Esercizio -> Nel brano sulla Brexit, quale quota della popolazione dell'UE deve rappresentare un gruppo di paesi per mantenere il diritto di veto? Rispondi per favore con una frase.

Brano scelto ->
────

Prospettive ingannevoli
L’avvenimento che ha chiuso con un colpo di grancassa il 2019 è stato il risultato delle elezioni in Inghilterra con la vittoria schiacciante di Boris Johnson. Tutte le illusioni dei filoeuropei si sono dissolte ed oramai la Brexit è inevitabile, e sarà l’evento dominante l’inizio del 2020 (Trump a parte).
Cerchiamo di analizzare alcune delle molteplici conseguenze. Per analizzarle a fondo tutte occorrerebbe un comitato di esperti in varie discipline, a noi interessa solo evidenziarne alcune senza pretesa di completezza. Per prima cosa le conseguenze economiche: saranno sicuramente negative da molti punti di vista, ma lo saranno per tutti nella stessa misura.
Gli interessi economici più gravemente colpiti sono quelli dei paesi che avevano maggiori scambi con l’Inghilterra, in prima linea la Germania e l’Olanda (in seconda linea anche la Francia), mentre l’Italia ne verrebbe toccata un po’ di meno.
Ma c’è un altro punto di vista che sembra ancora più rilevante: prima del trattato di Lisbona le decisioni del comitato dei capi di governo doveva venir presa all’unanimità, col risultato che bastava che un paesino solo come Malta o Lussemburgo dicesse di no, e la decisione comunitaria era bloccata.
Il trattato di Lisbona ha introdotto la decisione a maggioranza, senza però abolire del tutto il diritto di veto. Esso resta riservato ad ogni gruppo di paesi che rappresenti, tutto assieme, il 35% della popolazione dell’UE. Con l’andare del tempo si sono venuti differenziando due gruppi di stati contrapposti: il blocco meridionale, comprendente l’Italia, la Francia, la Spagna, la Grecia ecc. che rappresentano il 38% della popolazione dell’UE ed hanno un approccio piuttosto elastico con i problemi economici; e il blocco settentrionale, comprendente la Germania, l’Olanda, l’Inghilterra e i paesi scandinavi, che hanno un approccio molto rigoroso con l’economia e rappresentano il 39% della popolazione dell’UE. Entrambi questi due blocchi contrapposti possono esercitare il veto sulle decisioni della maggioranza dei capi di governo, e di fatto costringerli a trattare con loro.

────

Sezione dati ->
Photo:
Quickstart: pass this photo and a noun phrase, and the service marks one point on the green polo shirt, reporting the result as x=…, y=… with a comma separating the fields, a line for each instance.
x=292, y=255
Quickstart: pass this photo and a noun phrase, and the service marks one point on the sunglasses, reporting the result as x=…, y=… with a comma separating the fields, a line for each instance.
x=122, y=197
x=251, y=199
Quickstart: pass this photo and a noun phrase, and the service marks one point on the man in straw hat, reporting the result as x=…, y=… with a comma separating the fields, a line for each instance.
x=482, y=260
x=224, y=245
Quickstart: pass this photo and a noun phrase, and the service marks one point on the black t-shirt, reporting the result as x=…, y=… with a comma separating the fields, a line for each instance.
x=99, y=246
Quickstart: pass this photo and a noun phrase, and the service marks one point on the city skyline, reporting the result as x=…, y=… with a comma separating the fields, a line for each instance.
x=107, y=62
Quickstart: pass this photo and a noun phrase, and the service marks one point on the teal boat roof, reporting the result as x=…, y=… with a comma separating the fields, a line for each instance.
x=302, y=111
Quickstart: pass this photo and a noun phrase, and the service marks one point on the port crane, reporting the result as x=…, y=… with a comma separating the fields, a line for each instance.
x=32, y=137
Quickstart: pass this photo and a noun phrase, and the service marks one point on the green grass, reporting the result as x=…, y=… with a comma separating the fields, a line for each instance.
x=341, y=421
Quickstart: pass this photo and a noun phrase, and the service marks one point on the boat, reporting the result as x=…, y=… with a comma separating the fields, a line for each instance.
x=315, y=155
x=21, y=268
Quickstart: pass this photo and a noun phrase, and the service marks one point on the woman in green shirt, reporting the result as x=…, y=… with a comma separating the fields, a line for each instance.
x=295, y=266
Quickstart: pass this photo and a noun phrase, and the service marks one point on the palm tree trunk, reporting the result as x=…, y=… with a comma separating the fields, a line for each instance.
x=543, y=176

────

Risposta -> Il gruppo di paesi deve rappresentare, tutto assieme, il 35% della popolazione dell'UE.